____ DATA FOR PROCESSING
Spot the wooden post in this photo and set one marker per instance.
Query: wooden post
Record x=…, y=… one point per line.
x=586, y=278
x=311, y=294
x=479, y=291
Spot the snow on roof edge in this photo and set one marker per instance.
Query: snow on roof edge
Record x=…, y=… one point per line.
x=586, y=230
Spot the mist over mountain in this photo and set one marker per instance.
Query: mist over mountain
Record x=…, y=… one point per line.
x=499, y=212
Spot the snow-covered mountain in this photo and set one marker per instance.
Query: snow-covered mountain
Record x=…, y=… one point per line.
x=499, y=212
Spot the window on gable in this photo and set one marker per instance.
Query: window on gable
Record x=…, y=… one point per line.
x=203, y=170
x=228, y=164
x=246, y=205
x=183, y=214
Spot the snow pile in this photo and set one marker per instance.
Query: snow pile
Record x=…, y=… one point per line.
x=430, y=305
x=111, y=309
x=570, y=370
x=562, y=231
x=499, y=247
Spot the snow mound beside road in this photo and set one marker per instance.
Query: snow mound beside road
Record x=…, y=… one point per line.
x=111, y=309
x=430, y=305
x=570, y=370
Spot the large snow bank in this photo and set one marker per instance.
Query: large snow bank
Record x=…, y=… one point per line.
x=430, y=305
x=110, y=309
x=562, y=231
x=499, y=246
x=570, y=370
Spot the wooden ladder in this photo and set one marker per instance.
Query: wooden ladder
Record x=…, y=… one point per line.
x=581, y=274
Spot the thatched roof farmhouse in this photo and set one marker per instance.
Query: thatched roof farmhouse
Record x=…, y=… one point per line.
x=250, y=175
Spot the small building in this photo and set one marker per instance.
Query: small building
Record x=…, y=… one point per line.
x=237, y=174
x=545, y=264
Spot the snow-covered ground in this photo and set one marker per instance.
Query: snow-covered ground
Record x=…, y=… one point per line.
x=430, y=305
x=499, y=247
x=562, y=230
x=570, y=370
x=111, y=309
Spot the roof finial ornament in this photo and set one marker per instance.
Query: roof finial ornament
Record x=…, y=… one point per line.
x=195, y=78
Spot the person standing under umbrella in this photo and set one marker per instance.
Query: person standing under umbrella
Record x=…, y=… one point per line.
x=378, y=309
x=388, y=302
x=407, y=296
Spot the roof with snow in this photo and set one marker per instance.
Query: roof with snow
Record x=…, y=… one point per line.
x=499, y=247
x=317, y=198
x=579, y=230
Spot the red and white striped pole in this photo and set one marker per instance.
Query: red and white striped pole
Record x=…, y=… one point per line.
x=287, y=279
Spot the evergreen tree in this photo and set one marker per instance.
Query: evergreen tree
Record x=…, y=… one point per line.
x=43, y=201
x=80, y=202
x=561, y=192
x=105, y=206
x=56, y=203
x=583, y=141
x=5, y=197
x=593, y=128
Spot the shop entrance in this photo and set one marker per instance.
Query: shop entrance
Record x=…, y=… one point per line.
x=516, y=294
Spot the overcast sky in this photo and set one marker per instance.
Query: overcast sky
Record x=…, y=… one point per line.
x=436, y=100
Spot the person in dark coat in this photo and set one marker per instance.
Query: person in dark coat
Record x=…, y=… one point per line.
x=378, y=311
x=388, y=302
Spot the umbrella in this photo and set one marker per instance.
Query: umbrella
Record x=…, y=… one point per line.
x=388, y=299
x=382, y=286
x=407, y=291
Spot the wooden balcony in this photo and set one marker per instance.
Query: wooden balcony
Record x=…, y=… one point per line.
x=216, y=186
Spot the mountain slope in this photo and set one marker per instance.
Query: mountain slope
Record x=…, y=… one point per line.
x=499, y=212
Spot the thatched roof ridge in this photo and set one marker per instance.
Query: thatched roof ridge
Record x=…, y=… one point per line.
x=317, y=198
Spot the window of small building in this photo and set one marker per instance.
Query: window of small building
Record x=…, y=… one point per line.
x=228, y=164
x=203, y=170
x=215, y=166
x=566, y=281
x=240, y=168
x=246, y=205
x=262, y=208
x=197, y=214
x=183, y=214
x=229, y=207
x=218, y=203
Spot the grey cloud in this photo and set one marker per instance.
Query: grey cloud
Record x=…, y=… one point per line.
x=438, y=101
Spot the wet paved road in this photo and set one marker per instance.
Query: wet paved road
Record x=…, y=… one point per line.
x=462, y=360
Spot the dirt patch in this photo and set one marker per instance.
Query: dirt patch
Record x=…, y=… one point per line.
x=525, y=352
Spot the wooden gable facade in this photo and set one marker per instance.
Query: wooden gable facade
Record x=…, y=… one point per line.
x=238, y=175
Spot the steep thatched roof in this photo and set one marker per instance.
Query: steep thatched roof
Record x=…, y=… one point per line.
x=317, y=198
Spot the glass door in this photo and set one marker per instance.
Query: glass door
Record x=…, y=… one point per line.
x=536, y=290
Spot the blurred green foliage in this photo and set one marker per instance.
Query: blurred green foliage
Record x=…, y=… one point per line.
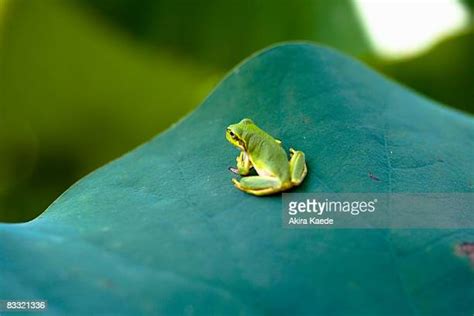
x=222, y=33
x=84, y=81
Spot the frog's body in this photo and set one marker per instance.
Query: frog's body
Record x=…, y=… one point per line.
x=265, y=154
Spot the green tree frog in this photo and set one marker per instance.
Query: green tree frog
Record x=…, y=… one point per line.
x=265, y=154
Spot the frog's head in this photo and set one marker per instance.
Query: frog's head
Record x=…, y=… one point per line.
x=236, y=133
________
EXERCISE REQUIREMENTS
Copy all of the items above line for line, omitting the pictures.

TASK OUTPUT
Spot the wooden post in this photo and set one marker per instance.
Query: wooden post
Record x=…, y=… one point per line.
x=586, y=278
x=311, y=294
x=479, y=291
Spot the snow on roof edge in this photo and set one marker per instance.
Query: snow on roof edge
Record x=…, y=… one point per line.
x=586, y=230
Spot the mist over mountain in this photo and set one marker per instance.
Query: mist over mountain
Record x=…, y=… one point per line.
x=499, y=212
Spot the snow-covered mountain in this photo and set one marker per instance.
Query: snow-covered mountain
Record x=…, y=… one point per line.
x=499, y=212
Spot the window on gable in this photo and set one marker per instance.
Query: window on gable
Record x=…, y=… one point per line.
x=203, y=170
x=228, y=164
x=246, y=205
x=183, y=214
Spot the snow pile in this photo and set one marker per instance.
Query: snow pile
Record x=…, y=… one point per line.
x=430, y=305
x=111, y=309
x=570, y=370
x=562, y=231
x=499, y=247
Spot the snow mound beside road in this photo and set one marker per instance.
Query: snow mound beside road
Record x=…, y=… one point per line.
x=111, y=309
x=430, y=305
x=570, y=370
Spot the large snow bank in this photo and set one marker per instance.
Query: large snow bank
Record x=…, y=… one point per line.
x=430, y=305
x=110, y=309
x=562, y=231
x=499, y=246
x=570, y=370
Spot the wooden ladder in this photo and set one marker per instance.
Query: wooden ladder
Record x=…, y=… one point per line.
x=581, y=274
Spot the thatched roof farmhouse in this photo and set one marker per instance.
Query: thatched roof farmhouse
Record x=…, y=… one point per line.
x=250, y=175
Spot the small building in this photo and set one marker per instance.
Query: small building
Record x=…, y=… one point per line.
x=237, y=174
x=545, y=264
Spot the snow-covered ground in this photo and set one marker per instance.
Query: snow-covered ground
Record x=…, y=… one point per line.
x=430, y=305
x=499, y=247
x=562, y=230
x=570, y=370
x=111, y=309
Spot the roof finial ornament in this photo and set one marker per instance.
Query: roof finial ornament
Record x=…, y=… one point per line.
x=195, y=78
Spot the person standing under umbrella in this photo and set one marker per instance.
Query: person standing under umbrella
Record x=…, y=… one point per line.
x=378, y=309
x=388, y=302
x=407, y=296
Spot the roof with snow in this photo and set one marker per instance.
Query: roof with snow
Record x=…, y=… one point per line.
x=499, y=247
x=317, y=198
x=579, y=230
Spot the red and white striped pole in this photo and set one marker per instance.
Query: red and white striped pole
Record x=…, y=… one point per line.
x=287, y=279
Spot the evergreen tree in this photo and set one marker per instance.
Query: evergreen tree
Record x=…, y=… one point per line.
x=43, y=201
x=80, y=202
x=561, y=192
x=105, y=206
x=56, y=203
x=583, y=141
x=5, y=197
x=593, y=128
Spot the shop entrance in this photo and set one marker per instance.
Query: shop entrance
Record x=…, y=… one point per line.
x=516, y=294
Spot the overcast sky in this photo and set one marker per instance.
Query: overcast sky
Record x=…, y=… one point per line.
x=436, y=100
Spot the person in dark coat in this photo and set one marker per instance.
Query: person in dark coat
Record x=…, y=… one point per line.
x=378, y=311
x=388, y=302
Spot the umbrella in this photo and set one marker per instance.
Query: umbrella
Record x=…, y=… one point per line.
x=388, y=299
x=382, y=286
x=407, y=291
Spot the wooden balcony in this photo and set one marker per instance.
Query: wooden balcony
Record x=…, y=… one point per line.
x=216, y=186
Spot the mountain slope in this photo and set one marker per instance.
Query: mountain slope
Record x=…, y=… one point per line.
x=499, y=212
Spot the thatched roof ridge in this photo and set one marker per instance.
Query: thatched roof ridge
Record x=…, y=… one point per line.
x=317, y=198
Spot the window of small building in this photo and set one marker per instance.
Query: window of small building
Record x=…, y=… one point per line.
x=228, y=164
x=203, y=170
x=215, y=166
x=566, y=281
x=240, y=168
x=246, y=205
x=262, y=208
x=197, y=214
x=183, y=214
x=229, y=207
x=218, y=203
Spot the grey cloud in this photo and set one marker per instance.
Query: grey cloud
Record x=…, y=… one point per line.
x=438, y=101
Spot the wet paved road in this photo and set one marker per instance.
Query: wet paved road
Record x=…, y=… one point per line.
x=462, y=360
Spot the dirt patch in this photo and set one marker per instance.
Query: dirt patch
Record x=…, y=… one point per line.
x=525, y=352
Spot the wooden gable facade in this photo and set one marker per instance.
Query: wooden gable facade
Record x=…, y=… one point per line.
x=238, y=175
Spot the steep thatched roof in this photo and set one marker per instance.
Query: steep thatched roof
Record x=…, y=… one point per line.
x=317, y=198
Spot the glass door in this photo and set one marker per instance.
Query: glass door
Record x=…, y=… one point per line.
x=536, y=290
Spot the blurred green foliage in this photo and set one marker per instance.
Query: blurred green foliage
Record x=…, y=… one point per line.
x=222, y=33
x=84, y=81
Spot the frog's body in this photo and set one marker per instance.
Query: frog's body
Record x=…, y=… one point per line.
x=265, y=154
Spot the green tree frog in this photo and set one marker per instance.
Query: green tree frog
Record x=…, y=… one point per line.
x=265, y=154
Spot the frog's head in this photo and set one marker per instance.
Query: frog's head
Record x=…, y=… one point per line.
x=236, y=133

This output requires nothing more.